What this task involves: The records below should be written out again, exactly.

Information shown:
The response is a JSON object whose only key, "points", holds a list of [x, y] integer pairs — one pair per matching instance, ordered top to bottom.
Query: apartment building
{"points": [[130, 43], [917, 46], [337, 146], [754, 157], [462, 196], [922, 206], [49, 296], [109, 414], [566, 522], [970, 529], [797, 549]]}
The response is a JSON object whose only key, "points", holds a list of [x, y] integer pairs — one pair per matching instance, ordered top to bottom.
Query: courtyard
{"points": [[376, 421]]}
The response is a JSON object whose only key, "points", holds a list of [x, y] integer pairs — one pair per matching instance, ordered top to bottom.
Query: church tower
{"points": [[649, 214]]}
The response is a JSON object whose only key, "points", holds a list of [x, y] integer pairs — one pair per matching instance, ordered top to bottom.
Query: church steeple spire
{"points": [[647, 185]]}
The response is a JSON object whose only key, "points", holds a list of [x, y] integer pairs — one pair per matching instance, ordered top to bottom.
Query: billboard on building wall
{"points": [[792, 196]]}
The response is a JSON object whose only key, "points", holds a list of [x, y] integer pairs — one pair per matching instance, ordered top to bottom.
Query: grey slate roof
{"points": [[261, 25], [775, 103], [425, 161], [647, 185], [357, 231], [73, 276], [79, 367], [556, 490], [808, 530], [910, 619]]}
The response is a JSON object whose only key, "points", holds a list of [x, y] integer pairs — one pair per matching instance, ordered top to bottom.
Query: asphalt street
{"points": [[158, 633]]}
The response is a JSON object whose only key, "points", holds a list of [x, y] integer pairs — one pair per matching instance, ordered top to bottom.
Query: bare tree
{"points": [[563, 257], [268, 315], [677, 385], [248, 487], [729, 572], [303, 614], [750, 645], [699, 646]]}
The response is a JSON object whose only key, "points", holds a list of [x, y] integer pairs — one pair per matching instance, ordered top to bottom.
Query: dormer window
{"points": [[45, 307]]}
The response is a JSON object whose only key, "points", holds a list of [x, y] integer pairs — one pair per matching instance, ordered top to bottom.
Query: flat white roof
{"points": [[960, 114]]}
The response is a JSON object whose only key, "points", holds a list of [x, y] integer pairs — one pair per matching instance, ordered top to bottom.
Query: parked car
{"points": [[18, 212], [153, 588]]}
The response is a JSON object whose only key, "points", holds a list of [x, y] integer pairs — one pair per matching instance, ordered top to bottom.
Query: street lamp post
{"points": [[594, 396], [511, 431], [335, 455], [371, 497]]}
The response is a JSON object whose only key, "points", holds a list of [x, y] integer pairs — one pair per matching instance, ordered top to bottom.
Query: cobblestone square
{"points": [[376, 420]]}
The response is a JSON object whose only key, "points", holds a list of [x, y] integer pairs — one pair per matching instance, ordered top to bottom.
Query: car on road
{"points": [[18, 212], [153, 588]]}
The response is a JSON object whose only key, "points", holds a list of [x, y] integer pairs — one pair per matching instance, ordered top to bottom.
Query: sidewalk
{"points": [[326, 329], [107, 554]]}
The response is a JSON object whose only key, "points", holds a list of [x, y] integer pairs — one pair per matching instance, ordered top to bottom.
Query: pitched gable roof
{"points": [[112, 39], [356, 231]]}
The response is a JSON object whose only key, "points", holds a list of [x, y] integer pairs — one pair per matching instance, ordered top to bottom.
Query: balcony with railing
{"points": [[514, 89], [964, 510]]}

Exercise answer:
The response is a JSON object whose only key, "points", holds a list of [x, y] integer pairs — one pair per matching instance, ordered top to bottom.
Query: apartment building
{"points": [[130, 43], [917, 46], [337, 146], [754, 157], [462, 196], [922, 206], [49, 296], [109, 414], [566, 522], [970, 529], [797, 549]]}
The response is a JSON object whose only key, "points", holds a list of [x, y] integer pairs — one pair per matching instance, ordered top to bottom.
Query: courtyard
{"points": [[376, 421]]}
The response is a JSON object whose only key, "points", holds a list of [x, y] integer pairs — one pair per matching instance, ordered top to bottom.
Query: church tower
{"points": [[649, 214]]}
The response is a JSON object whose only key, "points", holds a list of [x, y] integer pairs — one pair per matching instance, ordered top to bottom.
Query: church steeple spire
{"points": [[647, 185]]}
The response is a JSON object whose only key, "points", holds a list of [x, y] integer pairs — one pair per matching instance, ordered top to bottom.
Query: billboard on building wall
{"points": [[792, 196]]}
The response is a JSON object whose only key, "points", holds a list of [x, y] integer pairs — one pair per matching instance, ordered top to bottom.
Query: grey slate roof
{"points": [[261, 25], [775, 103], [425, 161], [647, 185], [357, 231], [73, 276], [79, 367], [556, 490], [808, 530], [910, 619]]}
The response is a JSON object whose only key, "points", holds a list of [x, y] integer pairs — one pair per matching instance, ordered top to bottom.
Query: asphalt street
{"points": [[158, 633]]}
The response is a JSON object whose only key, "points", holds a list of [x, y] integer pairs — one pair per matching instance, ordered top to bottom.
Query: bare tree
{"points": [[563, 257], [268, 315], [677, 385], [248, 487], [729, 572], [303, 614], [750, 645], [699, 646]]}
The response is a JSON object whose only key, "points", holds a list of [x, y] integer pairs — one pair per matching instance, ordered top to bottom.
Query: dormer window
{"points": [[45, 307]]}
The response is a JSON object whose only key, "points", holds a list of [x, y] integer pairs — one pair per matching instance, ordered top to bottom.
Query: flat white roof
{"points": [[960, 114]]}
The response is a JSON object whose only key, "points", holds a list of [x, y] integer pairs — one pair per matching instance, ordered top to bottom.
Query: parked car
{"points": [[18, 212], [153, 588]]}
The response is a JSON object whose only key, "points", holds a list of [x, y] integer pairs — one pair per matching instance, ordered top to bottom.
Query: street lamp post
{"points": [[594, 396], [511, 431], [335, 455], [371, 497]]}
The response is a JSON object whose only key, "points", holds a list of [x, y] integer pairs — one pair per matching instance, ordered top to bottom.
Query: cobblestone square
{"points": [[376, 420]]}
The response is a JSON object whose only key, "points", holds a list of [x, y] integer pairs — one pair per matching instance, ordered top to bottom.
Query: car on road
{"points": [[18, 212], [153, 588]]}
The response is a JSON object whose only key, "points", holds a list of [x, y] integer pairs — one pair per matching instance, ordered top to bottom.
Query: sidewalk
{"points": [[326, 329], [107, 554]]}
The response is a JSON object whose only key, "points", holds a list of [x, y] integer pairs — one pair per matching instance, ordered top to bottom.
Query: pitched gable roof
{"points": [[112, 39], [356, 231]]}
The response is a JSON object whose only key, "points", holds a list of [x, y] integer pairs — one pair per matching instance, ordered top to bottom.
Query: balcony with railing
{"points": [[514, 89], [964, 510]]}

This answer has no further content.